Text excerpt:
== Segment start ==

They were then asked whether they had studied the words or not.
About 75 percent
of the time, they guessed they had seen both the studied
words and the related words, so they didn't distinguish on a conscious
level between "true" and "false" memories, Stadler says.
But their
brains weren't fooled.
Stadler measured
electrical responses through electroencephalograms, and saw the
brain registered a stronger electrical response when the word
being viewed was one the person had studied than when it was a
word that hadn't been studied.
Studying a
word had left a "sensory signature" that reappeared when the word
was seen again, Stadler says.
The whole
question of false and true memories is mired in controversy because
of the importance of so-called recovered memories in rape and
child abuse cases, Stadler says.
"I want to
be careful to not say there is no such thing as a recovered memory,"
he says. "But when you're asking someone to recollect something,
what they're recollecting could be prone to these kinds of errors."
The fact that
subjects were wrong 75 percent of the time suggests the fragility
of memory, Stadler says, and it means we shouldn't always be convinced
by eyewitness testimony in court cases or patient accounts of
medical histories and symptoms.

== Segment end ==

Dataset:
== Segment start ==

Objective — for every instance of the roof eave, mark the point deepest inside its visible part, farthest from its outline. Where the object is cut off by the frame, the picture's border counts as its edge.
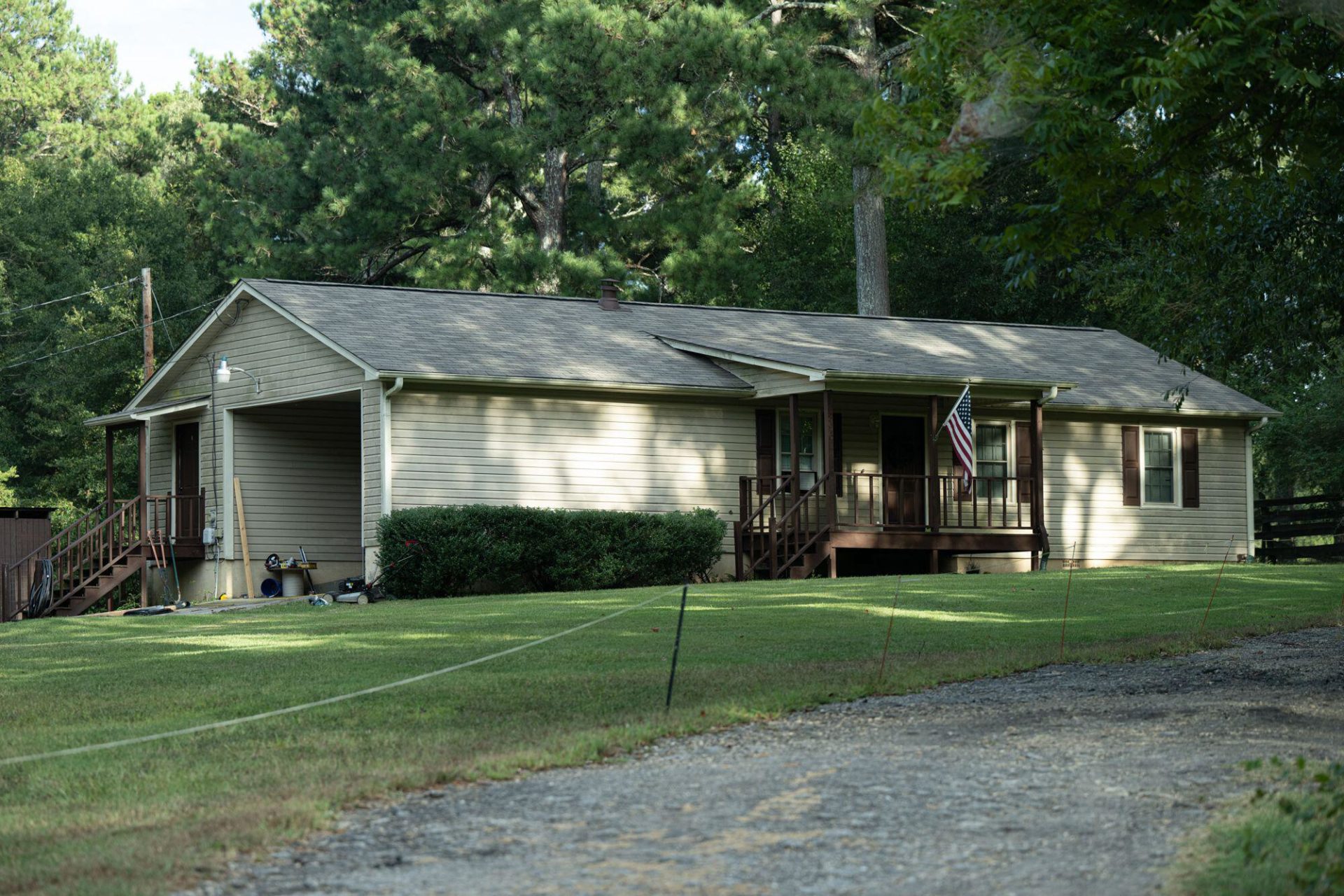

== Segment end ==
== Segment start ==

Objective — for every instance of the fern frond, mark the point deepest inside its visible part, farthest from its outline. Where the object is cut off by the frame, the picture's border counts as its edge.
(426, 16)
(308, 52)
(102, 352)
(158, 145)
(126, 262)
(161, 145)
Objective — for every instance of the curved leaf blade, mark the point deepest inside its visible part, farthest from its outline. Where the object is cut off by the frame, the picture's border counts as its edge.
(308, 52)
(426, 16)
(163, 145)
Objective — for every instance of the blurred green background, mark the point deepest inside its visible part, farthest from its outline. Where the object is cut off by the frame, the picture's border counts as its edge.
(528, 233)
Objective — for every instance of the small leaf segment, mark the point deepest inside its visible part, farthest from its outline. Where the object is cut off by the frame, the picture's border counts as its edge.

== Segment end ==

What you will do:
a. List every word or short phrase in the memory study excerpt that is set in quotation marks, leaving out Stadler's spoken remarks.
b. Continue the excerpt about the memory study from its last sentence.

Outputs for the tasks:
a. "true", "false", "sensory signature"

b.
"Memory is
not a verbatim tape recording of an experience," Stadler says.
"Instead, memory is really a reconstructive process."
The study's
findings jibe with other research on memory, says Dr. Daniel Offer,
a professor of psychiatry at the Northwestern University Medical
School. In his own study reported last spring, Offer says, men
at 48 reported drastically different recollections of their early
lives than they first reported when they were 14.
"Their memories
were no better than chance," Offer says. "People just don't have
accurate memories."
Most memories
contain emotional content that can cloud the facts, Stadler says,
and time also blurs lines.
"We're giving
memory the best chance here," Stadler says. "What it does is illustrate
how susceptible memory is to these errors."